→ **ÉNONCÉ A**
D'après le texte sur le Laboratoire de Fougères, répondez aux questions suivantes :
(i) Qui dirige le Laboratoire de Fougères ?
(ii) En quelle année la décision de créer un laboratoire à Fougères a-t-elle été prise ?
(iii) Quelle entité a été créée en 1994 sur le même site de Fougères ?
→ **ÉNONCÉ B**
Recopiez le passage du texte sur le Laboratoire de Fougères qui commence par « Tahar Ait Ali : La » et se poursuit jusqu'à « européen en 1991. ».

→ **TEXTE D'ÉTUDE**
□ □ □

50 ans du Laboratoire de Fougères
Implanté dans une région d’élevage au cœur de la Bretagne depuis 1975, les missions du Laboratoire de Fougères ont évolué pour se spécialiser dans les risques liés aux médicaments vétérinaires et aux contaminants chimiques dans les aliments. Présentation du Laboratoire avec Tahar Ait Ali, son directeur.
Dans quel contexte le Laboratoire de Fougères a-t-il été créé et comment a-t-il évolué ?
Tahar Ait Ali : La décision de créer un laboratoire à Fougères a été prise en 1973, alors que l’application de la loi relative à la pharmacie vétérinaire rendait obligatoire la soumission de demande d’autorisation de mise sur le marché pour tous les médicaments vétérinaires. À l’origine, le laboratoire se nommait « Laboratoire national des médicaments vétérinaires ». Il a débuté son activité en 1975. En plus d’instruire les dossiers de milliers de médicaments vétérinaires, le Laboratoire a alors acquis une expertise dans l’analyse de résidus de médicaments vétérinaires dans les aliments, en particulier dans le lait. Cette expertise l’a conduit à être nommé laboratoire de référence pour le contrôle des résidus de médicaments vétérinaires dans les aliments, au niveau national en 1990 puis au niveau européen en 1991.
Du fait de l’extension des missions liées à l’autorisation des médicaments vétérinaires, une entité dédiée, l’Agence nationale du médicament vétérinaire (ANMV), a été créée en 1994 sur le même site de Fougères. Cette dernière a repris en charge les autorisations de mise sur le marché des médicaments vétérinaires, tandis que le Laboratoire a conservé les activités d’études, de contrôle et de recherche sur ces médicaments et de leurs résidus. L’ANMV et le Laboratoire national des médicaments vétérinaires étaient tous les deux rattachés au Centre national d'études vétérinaires et alimentaires (Cneva), qui deviendra plus tard l’Anses.
Quelles sont les missions actuelles du Laboratoire ?

□ □ □

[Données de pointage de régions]
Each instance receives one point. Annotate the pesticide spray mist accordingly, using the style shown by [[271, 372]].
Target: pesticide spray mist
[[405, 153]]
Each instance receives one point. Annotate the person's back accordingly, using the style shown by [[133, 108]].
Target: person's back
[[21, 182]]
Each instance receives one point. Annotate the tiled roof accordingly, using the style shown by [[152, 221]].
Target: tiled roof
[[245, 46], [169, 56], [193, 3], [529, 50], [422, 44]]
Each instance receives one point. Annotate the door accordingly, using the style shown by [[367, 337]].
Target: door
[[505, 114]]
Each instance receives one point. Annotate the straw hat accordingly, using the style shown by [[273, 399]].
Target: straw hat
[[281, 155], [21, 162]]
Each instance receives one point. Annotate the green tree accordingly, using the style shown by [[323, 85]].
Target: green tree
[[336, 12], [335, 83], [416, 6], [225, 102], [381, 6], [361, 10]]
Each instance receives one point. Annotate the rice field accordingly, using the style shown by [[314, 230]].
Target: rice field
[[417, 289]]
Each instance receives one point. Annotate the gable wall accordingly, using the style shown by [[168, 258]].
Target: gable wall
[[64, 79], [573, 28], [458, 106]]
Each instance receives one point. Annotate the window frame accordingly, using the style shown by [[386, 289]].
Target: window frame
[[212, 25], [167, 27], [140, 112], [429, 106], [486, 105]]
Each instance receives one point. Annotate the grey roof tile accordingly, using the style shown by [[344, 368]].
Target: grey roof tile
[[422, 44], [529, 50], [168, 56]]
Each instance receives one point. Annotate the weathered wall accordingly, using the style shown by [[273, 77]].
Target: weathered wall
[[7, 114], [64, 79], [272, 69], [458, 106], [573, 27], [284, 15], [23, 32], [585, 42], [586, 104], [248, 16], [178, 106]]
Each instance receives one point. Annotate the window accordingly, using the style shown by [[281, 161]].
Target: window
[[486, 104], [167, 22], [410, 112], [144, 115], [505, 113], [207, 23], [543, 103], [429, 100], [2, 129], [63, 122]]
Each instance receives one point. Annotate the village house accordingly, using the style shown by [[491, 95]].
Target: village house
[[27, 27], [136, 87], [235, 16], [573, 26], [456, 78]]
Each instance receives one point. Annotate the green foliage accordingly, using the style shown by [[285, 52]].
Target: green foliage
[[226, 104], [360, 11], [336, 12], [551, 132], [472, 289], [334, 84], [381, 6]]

□ □ □

→ **RÉPONSE RÉDIGÉE A**
(i) Tahar Ait Ali.
(ii) En 1973.
(iii) L'Agence nationale du médicament vétérinaire (ANMV).

→ **RÉPONSE RÉDIGÉE B**
Tahar Ait Ali : La décision de créer un laboratoire à Fougères a été prise en 1973, alors que l’application de la loi relative à la pharmacie vétérinaire rendait obligatoire la soumission de demande d’autorisation de mise sur le marché pour tous les médicaments vétérinaires. À l’origine, le laboratoire se nommait « Laboratoire national des médicaments vétérinaires ». Il a débuté son activité en 1975. En plus d’instruire les dossiers de milliers de médicaments vétérinaires, le Laboratoire a alors acquis une expertise dans l’analyse de résidus de médicaments vétérinaires dans les aliments, en particulier dans le lait. Cette expertise l’a conduit à être nommé laboratoire de référence pour le contrôle des résidus de médicaments vétérinaires dans les aliments, au niveau national en 1990 puis au niveau européen en 1991.